* **Page extract**
====

Despite the lack of the government’s approval seal, the treatment has become mainstream.
“It’s become very accepted as a first line treatment,” Brashear said. “The Academy of Neurology has again endorsed it as a first line treatment.”
As long as the use remains off-label, there is a danger that insurance companies will not pay for the treatment, although anecdotally, Brashear does not see it as a huge problem in her patients. However, where it does create a problem in Brashear’s mind is the lack of the ability to pitch the treatment directly to patients.
Without a full-scale marketing campaign, news of the treatment’s success is passed through the media and word of mouth.
“I wish there was a way to communicate directly to the support groups,” Brashear said.
Brashear has run across patients who were only aware of the treatment because a neighbor told them. She also finds patients who could have been helped by the treatment long ago, but have only recently become aware of the Botox option.
“It’d be wonderful if we could get that word out,” Brashear said.
So Brashear does what she can, hitting the conference circuit, training physicians and trying to spread the prevalence of the practice.

====

* **Recorded information**
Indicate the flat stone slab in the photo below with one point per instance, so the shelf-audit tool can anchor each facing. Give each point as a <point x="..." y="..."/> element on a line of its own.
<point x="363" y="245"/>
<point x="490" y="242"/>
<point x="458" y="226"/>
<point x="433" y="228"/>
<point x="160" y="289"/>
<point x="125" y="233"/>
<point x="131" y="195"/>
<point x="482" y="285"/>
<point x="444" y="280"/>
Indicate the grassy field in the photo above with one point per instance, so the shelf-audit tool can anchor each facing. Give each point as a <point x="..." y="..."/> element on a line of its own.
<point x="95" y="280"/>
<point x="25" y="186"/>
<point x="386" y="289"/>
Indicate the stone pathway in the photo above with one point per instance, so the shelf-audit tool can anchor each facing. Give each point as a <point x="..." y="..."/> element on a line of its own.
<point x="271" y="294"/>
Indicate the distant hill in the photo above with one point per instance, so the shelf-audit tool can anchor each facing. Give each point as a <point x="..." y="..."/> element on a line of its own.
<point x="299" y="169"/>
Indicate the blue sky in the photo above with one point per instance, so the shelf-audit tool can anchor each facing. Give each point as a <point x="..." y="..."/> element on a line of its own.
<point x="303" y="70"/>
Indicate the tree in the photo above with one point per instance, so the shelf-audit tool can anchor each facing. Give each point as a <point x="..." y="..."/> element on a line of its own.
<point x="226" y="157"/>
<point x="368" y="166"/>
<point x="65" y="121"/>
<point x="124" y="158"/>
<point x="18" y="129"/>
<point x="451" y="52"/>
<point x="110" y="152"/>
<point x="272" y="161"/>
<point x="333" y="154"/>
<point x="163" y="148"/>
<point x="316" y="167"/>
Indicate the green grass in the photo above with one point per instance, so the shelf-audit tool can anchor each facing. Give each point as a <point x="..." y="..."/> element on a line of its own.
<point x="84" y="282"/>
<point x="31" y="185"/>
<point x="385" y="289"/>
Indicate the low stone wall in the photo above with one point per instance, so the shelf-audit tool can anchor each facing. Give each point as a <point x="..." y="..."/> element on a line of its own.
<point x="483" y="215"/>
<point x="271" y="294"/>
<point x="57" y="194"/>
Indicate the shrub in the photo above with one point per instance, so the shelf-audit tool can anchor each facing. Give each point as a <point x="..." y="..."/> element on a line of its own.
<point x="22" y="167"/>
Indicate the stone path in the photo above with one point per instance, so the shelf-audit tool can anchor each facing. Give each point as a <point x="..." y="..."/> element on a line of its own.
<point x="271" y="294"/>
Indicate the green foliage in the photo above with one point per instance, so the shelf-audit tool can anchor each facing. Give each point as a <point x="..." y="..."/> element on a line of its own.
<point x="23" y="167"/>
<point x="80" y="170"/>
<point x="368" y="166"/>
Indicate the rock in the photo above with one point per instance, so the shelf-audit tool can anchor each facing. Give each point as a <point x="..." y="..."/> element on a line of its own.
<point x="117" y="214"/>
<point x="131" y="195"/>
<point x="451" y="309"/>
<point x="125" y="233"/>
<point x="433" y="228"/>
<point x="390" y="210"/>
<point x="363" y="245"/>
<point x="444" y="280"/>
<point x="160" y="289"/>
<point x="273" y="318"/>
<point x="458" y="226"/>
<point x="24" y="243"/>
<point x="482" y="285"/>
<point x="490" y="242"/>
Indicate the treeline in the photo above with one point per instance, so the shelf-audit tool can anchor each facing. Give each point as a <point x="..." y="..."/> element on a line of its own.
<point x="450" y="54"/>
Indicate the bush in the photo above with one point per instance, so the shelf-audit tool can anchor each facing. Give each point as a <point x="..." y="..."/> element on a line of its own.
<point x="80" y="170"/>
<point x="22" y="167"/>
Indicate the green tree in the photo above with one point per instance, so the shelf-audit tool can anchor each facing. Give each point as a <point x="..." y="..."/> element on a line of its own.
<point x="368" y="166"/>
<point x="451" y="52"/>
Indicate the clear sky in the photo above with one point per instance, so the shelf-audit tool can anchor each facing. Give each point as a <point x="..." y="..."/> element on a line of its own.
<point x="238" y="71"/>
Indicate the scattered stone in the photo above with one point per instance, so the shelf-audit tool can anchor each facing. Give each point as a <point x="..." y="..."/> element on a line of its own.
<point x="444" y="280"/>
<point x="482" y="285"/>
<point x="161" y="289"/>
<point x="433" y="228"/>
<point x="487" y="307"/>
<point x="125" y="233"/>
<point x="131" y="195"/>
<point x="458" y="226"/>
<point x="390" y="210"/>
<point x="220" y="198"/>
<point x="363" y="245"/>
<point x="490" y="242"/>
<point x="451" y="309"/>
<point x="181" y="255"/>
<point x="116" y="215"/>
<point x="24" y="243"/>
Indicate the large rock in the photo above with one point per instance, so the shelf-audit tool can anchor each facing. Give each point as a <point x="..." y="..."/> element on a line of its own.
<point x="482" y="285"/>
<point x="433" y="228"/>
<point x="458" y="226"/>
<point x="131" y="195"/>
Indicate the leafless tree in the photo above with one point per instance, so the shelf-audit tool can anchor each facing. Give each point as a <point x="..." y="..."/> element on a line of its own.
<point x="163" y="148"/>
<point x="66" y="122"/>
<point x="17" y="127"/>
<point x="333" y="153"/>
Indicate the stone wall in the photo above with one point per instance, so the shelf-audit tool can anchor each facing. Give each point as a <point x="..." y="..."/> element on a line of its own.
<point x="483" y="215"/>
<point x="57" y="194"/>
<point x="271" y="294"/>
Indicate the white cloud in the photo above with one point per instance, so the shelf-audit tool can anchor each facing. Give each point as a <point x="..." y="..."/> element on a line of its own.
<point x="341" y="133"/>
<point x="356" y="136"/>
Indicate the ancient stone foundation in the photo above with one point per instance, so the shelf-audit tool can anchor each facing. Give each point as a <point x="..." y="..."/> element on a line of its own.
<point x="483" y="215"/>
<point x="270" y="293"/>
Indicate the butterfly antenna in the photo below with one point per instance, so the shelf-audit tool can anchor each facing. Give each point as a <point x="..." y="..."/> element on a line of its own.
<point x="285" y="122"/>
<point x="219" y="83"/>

====

* **Exercise**
Could you write down, word for word, the part of the Botox treatment passage starting with "Despite the lack" and going on through "word of mouth."? The rows play no part in this.

* **Exercise output**
Despite the lack of the government’s approval seal, the treatment has become mainstream.
“It’s become very accepted as a first line treatment,” Brashear said. “The Academy of Neurology has again endorsed it as a first line treatment.”
As long as the use remains off-label, there is a danger that insurance companies will not pay for the treatment, although anecdotally, Brashear does not see it as a huge problem in her patients. However, where it does create a problem in Brashear’s mind is the lack of the ability to pitch the treatment directly to patients.
Without a full-scale marketing campaign, news of the treatment’s success is passed through the media and word of mouth.